-- Start of RAW RECORDS --
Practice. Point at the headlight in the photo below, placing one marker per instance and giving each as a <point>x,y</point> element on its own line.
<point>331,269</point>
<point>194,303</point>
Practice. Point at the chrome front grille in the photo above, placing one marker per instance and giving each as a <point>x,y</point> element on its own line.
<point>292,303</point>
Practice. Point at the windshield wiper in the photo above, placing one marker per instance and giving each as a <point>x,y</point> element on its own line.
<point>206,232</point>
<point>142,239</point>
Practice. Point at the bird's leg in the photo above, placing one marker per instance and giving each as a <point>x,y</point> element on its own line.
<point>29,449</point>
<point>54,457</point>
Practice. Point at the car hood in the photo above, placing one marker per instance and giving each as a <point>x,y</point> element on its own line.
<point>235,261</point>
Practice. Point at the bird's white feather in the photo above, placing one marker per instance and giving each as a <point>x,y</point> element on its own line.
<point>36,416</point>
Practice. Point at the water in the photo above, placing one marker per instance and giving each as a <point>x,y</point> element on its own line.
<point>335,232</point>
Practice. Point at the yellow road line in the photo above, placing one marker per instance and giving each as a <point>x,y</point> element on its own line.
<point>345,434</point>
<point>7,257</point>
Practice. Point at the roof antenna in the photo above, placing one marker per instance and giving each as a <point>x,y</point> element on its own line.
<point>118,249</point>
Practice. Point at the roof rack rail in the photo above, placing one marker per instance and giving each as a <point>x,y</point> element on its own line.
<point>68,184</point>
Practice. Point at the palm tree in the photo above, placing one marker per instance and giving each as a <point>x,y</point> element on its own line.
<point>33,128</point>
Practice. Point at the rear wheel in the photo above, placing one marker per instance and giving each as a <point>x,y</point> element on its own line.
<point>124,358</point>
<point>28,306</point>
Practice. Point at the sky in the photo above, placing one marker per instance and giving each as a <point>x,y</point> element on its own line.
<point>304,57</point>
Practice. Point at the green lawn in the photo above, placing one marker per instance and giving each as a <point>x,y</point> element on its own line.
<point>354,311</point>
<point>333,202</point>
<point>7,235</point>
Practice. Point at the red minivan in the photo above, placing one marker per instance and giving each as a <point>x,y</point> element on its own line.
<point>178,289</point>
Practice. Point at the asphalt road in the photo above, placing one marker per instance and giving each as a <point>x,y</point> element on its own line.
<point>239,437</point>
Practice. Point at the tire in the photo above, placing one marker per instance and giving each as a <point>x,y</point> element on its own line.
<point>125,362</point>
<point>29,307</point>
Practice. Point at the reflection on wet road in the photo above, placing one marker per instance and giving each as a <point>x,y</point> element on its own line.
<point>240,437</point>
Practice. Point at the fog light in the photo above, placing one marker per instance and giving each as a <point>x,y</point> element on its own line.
-- End of RAW RECORDS --
◆ WRITTEN INSTRUCTION ◆
Could you return every line of the listing above verbatim, changing nothing?

◆ SOLUTION TO THE EXERCISE ◆
Practice. Point at the headlight in the photo below, placing one marker per instance and giving each as a <point>x,y</point> element on its own line.
<point>331,269</point>
<point>194,303</point>
Practice. Point at the chrome front grille in the photo above, placing one marker per instance and giving each as a <point>x,y</point> element on its own line.
<point>292,303</point>
Practice. Point at the windshield wiper in the photo above, placing one marker per instance and giving each as a <point>x,y</point> element on its own line.
<point>206,232</point>
<point>142,239</point>
Practice. Point at the bird's leg in the photo above, placing one marker per instance and giving each as a <point>x,y</point> element on its own line.
<point>29,449</point>
<point>54,457</point>
Practice. Point at the car hood in the photo above, placing one marker per instance and giving each as a <point>x,y</point> element on its own line.
<point>235,261</point>
Practice. Point at the bird's white feather in the photo above, placing one marker per instance and giving each as a <point>x,y</point> element on its own line.
<point>36,416</point>
Practice. Point at the water in the photo above, placing one marker per instance and giving each as a <point>x,y</point> element on its own line.
<point>335,232</point>
Practice. Point at the yellow road line in the photo above, placing one marker per instance and giving each as a <point>x,y</point> element on its own line.
<point>345,434</point>
<point>7,257</point>
Practice. Point at the roof antenna in the photo above, placing one marker per instance and giving each as a <point>x,y</point> element on its own line.
<point>118,249</point>
Practice. Point at the roof rack rail in the photo above, placing one marker per instance and giving each as a <point>x,y</point> element on its own line.
<point>68,184</point>
Practice. Point at the palm tree in the photo above, placing one marker per instance and giving each as a <point>x,y</point> element on its own line.
<point>33,128</point>
Practice. Point at the rear wheel in the photo above, placing one marker per instance and giving each as a <point>x,y</point> element on its own line.
<point>124,358</point>
<point>28,306</point>
Practice. Point at the sky in the photo above, placing one marker per instance and giving each as a <point>x,y</point> element on its own line.
<point>304,57</point>
Practice. Point at the green lawn in the photo above, placing one marker per instance and giving each as a <point>x,y</point> element on its own line.
<point>354,311</point>
<point>333,202</point>
<point>7,235</point>
Practice. Point at the red minivan in the photo above, placing one marker per instance and giving each as a <point>x,y</point> element on its own line.
<point>178,289</point>
Practice. Point at the asphalt road in the photo above, placing one marker per instance and giving each as a <point>x,y</point> element on its own line.
<point>239,437</point>
Practice. Point at the tire in the photo above, placing one marker per instance and giving each as a <point>x,y</point> element on its own line.
<point>125,362</point>
<point>29,307</point>
Practice. Point at the reflection on wet road in the photo above, placing one marker per instance and giving each as a <point>x,y</point> element on its own line.
<point>240,437</point>
Practice. Point at the fog light in the photo above, placing one marker per instance and giving each as a <point>x,y</point> element on its own line.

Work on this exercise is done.